* TASK REQUIREMENTS *
Every entry below must be transcribed word for word, and the images must be left out.

*** DATA ***

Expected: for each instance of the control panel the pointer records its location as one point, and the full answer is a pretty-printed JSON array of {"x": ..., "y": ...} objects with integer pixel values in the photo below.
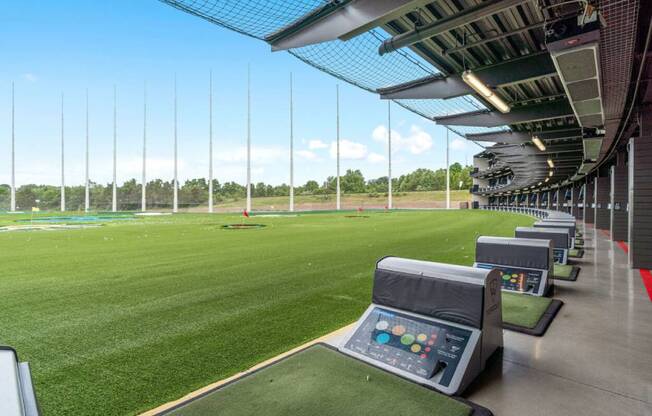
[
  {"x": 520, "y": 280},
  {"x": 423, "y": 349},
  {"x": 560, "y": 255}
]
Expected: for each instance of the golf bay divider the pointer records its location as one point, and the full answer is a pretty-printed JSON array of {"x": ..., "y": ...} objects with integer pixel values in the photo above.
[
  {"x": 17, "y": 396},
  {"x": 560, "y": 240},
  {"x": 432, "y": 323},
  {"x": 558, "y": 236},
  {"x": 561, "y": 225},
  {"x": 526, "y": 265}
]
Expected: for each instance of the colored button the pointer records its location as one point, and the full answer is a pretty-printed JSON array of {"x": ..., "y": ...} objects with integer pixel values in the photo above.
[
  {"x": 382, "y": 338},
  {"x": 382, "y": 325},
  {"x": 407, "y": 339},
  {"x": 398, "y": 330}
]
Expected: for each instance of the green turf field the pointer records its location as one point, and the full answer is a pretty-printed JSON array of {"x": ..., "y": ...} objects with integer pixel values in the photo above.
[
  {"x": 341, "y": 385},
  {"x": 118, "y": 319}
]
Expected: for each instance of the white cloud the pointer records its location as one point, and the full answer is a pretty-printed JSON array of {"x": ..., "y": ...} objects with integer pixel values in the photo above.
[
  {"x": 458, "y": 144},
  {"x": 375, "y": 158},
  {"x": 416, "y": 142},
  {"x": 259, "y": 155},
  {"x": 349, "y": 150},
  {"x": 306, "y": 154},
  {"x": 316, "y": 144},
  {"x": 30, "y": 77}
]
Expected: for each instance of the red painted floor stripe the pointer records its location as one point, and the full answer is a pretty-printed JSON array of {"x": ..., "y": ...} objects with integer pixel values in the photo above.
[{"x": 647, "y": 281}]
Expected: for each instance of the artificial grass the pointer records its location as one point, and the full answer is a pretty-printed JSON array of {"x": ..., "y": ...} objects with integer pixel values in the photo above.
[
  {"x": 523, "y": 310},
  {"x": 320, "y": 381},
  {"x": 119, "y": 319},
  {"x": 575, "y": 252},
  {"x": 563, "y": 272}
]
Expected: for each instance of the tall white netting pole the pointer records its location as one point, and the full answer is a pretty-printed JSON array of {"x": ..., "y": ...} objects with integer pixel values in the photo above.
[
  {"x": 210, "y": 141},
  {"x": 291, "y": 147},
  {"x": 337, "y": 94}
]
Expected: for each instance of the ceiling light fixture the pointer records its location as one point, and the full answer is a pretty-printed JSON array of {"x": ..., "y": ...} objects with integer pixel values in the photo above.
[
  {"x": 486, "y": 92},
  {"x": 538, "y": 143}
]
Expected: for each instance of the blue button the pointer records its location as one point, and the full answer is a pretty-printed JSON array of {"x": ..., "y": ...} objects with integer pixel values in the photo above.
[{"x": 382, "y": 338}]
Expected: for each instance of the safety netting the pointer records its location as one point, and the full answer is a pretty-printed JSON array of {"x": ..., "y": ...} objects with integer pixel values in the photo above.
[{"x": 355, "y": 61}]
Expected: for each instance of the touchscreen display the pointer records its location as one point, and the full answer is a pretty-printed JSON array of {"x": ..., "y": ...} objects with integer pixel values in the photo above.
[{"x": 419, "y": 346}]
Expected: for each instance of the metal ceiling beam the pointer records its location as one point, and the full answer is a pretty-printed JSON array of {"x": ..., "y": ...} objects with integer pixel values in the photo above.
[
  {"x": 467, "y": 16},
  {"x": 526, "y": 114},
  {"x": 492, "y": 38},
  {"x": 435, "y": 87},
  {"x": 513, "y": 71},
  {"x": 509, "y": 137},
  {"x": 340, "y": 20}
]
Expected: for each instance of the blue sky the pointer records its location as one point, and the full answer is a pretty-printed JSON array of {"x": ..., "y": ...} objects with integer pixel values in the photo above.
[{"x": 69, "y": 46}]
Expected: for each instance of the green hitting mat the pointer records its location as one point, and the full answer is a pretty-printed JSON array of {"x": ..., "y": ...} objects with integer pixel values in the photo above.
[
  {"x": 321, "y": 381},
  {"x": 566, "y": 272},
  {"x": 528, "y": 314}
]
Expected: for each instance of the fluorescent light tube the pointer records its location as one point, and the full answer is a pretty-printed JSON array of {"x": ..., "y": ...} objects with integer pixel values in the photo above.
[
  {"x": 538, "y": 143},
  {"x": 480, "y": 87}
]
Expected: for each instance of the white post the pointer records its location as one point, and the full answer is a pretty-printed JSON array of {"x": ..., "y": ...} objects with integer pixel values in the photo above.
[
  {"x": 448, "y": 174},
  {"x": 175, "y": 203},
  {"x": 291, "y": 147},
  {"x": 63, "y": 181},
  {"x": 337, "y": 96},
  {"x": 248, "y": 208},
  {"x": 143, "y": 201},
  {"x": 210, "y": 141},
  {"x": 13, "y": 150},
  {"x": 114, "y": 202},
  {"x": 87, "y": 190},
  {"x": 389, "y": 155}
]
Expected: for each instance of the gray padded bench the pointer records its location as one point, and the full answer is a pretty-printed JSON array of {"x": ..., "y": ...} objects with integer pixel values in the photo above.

*** End of DATA ***

* OUTPUT *
Expected: for each instance of the control panel the pointer records its location as one point, and the full answer is a pretty-printed JSON array of {"x": ..., "y": ...} objects with integer pixel values in the photo below.
[
  {"x": 520, "y": 280},
  {"x": 423, "y": 349},
  {"x": 560, "y": 255}
]
Expected: for each instance of the golf bay divider the pointer records its location as one point, and the full answer is a pretty-printed JSON array of {"x": ..., "y": ...} objects with integer pixel values in the photo above.
[
  {"x": 17, "y": 396},
  {"x": 560, "y": 240},
  {"x": 432, "y": 323},
  {"x": 558, "y": 236},
  {"x": 561, "y": 225},
  {"x": 526, "y": 265}
]
Expected: for each instance of the colored button the pointer records its location as one point, and the full answer is a pretty-printed JSON array of {"x": ..., "y": ...} objects with integer pixel values in the photo above.
[
  {"x": 382, "y": 338},
  {"x": 382, "y": 325},
  {"x": 407, "y": 339},
  {"x": 398, "y": 330}
]
Expected: for each instance of the green turf field the pointer records its location as one point, and the full answer is a pretty-printed JSON array of {"x": ..., "y": ...} objects with integer pixel values in the photo above.
[
  {"x": 341, "y": 385},
  {"x": 118, "y": 319}
]
Expected: for each instance of the white cloud the pointer records its location as one point, and the full answer is a pretty-printed JSON array of {"x": ..., "y": ...} objects with integer pixel values in the photo above.
[
  {"x": 458, "y": 144},
  {"x": 375, "y": 158},
  {"x": 416, "y": 142},
  {"x": 259, "y": 155},
  {"x": 349, "y": 150},
  {"x": 306, "y": 154},
  {"x": 316, "y": 144},
  {"x": 30, "y": 77}
]
Expected: for each instance of the red painted floor stripe the pointer records its location as one point, and the full answer is a pretty-printed JSON array of {"x": ..., "y": ...} objects with integer pixel values in the photo above.
[{"x": 647, "y": 281}]
Expected: for each instance of the artificial grass the pointer records its location as one point, and the full answer is a pretty-printed JSON array of {"x": ..., "y": ...} objects with integer pixel values in the photo above.
[
  {"x": 523, "y": 310},
  {"x": 320, "y": 381},
  {"x": 119, "y": 319},
  {"x": 575, "y": 252},
  {"x": 563, "y": 272}
]
Expected: for each instance of the tall white netting pole the pointer records its location as one point, and the full answer is a pretty-printed JSON array of {"x": ..., "y": ...} objects with integer pixel values in the photo above.
[
  {"x": 210, "y": 141},
  {"x": 291, "y": 147},
  {"x": 337, "y": 94}
]
Expected: for each instance of the ceiling light fixture the pointer records its location as one point, and the full answer is a pretty-printed JSON array of {"x": ..., "y": ...} objects with integer pixel values in the photo above.
[
  {"x": 486, "y": 92},
  {"x": 538, "y": 143}
]
Expected: for each instance of the blue button the pointer records its location as one point, and the full answer is a pretty-printed JSON array of {"x": ..., "y": ...} objects with integer pixel values in the photo above.
[{"x": 382, "y": 338}]
Expected: for each instance of the safety netting the pointer records its location as one point, and the full answer is a pretty-printed JSON array of {"x": ..., "y": ...} objects with integer pixel values in the photo above.
[{"x": 355, "y": 61}]
Expected: for each instance of the touchscreen display the pointer records its location as one point, and the full answer is a pretty-printed JSON array of {"x": ..., "y": ...} objects with integer pixel values in the photo above.
[{"x": 419, "y": 346}]
Expected: for each instance of the metal ceiling beam the pointer records its location as one point, and the full answer is a pretty-printed JSON array of {"x": ..., "y": ...} objects with integer pixel values in the photo above.
[
  {"x": 467, "y": 16},
  {"x": 526, "y": 114},
  {"x": 492, "y": 38},
  {"x": 435, "y": 87},
  {"x": 513, "y": 71},
  {"x": 509, "y": 137},
  {"x": 340, "y": 20}
]
Expected: for each instance of the blue sky the pointer records its location as one point, and the full answer is a pretty-printed JSON array of {"x": ..., "y": ...} objects with integer pixel values in the photo above.
[{"x": 69, "y": 46}]
Expected: for each instance of the green hitting mat the pointer records its location as one point, and the full answer is a pretty-printed JSON array of {"x": ..., "y": ...} objects with integer pixel values in the photo above.
[
  {"x": 321, "y": 381},
  {"x": 566, "y": 272},
  {"x": 528, "y": 314}
]
Expected: for each instance of the fluorescent light tube the pointer records its location as one point, and the full answer is a pretty-printed JSON array of {"x": ..., "y": ...} objects with integer pixel values in the photo above.
[
  {"x": 538, "y": 143},
  {"x": 480, "y": 87}
]
Expected: for each instance of the white post the pointer records its location as one point, and the full answer is a pretty-printed JSON array of {"x": ..., "y": ...} objects with integer pixel values in the photo above.
[
  {"x": 448, "y": 174},
  {"x": 175, "y": 203},
  {"x": 291, "y": 147},
  {"x": 63, "y": 181},
  {"x": 337, "y": 96},
  {"x": 248, "y": 208},
  {"x": 143, "y": 201},
  {"x": 210, "y": 141},
  {"x": 13, "y": 150},
  {"x": 114, "y": 202},
  {"x": 87, "y": 190},
  {"x": 389, "y": 155}
]
Expected: for each instance of the gray padded bench the pointer records its location as one point, and the full answer is a pretty-printed JSON array of {"x": ..., "y": ...} objects with integer pixel values in the photo above.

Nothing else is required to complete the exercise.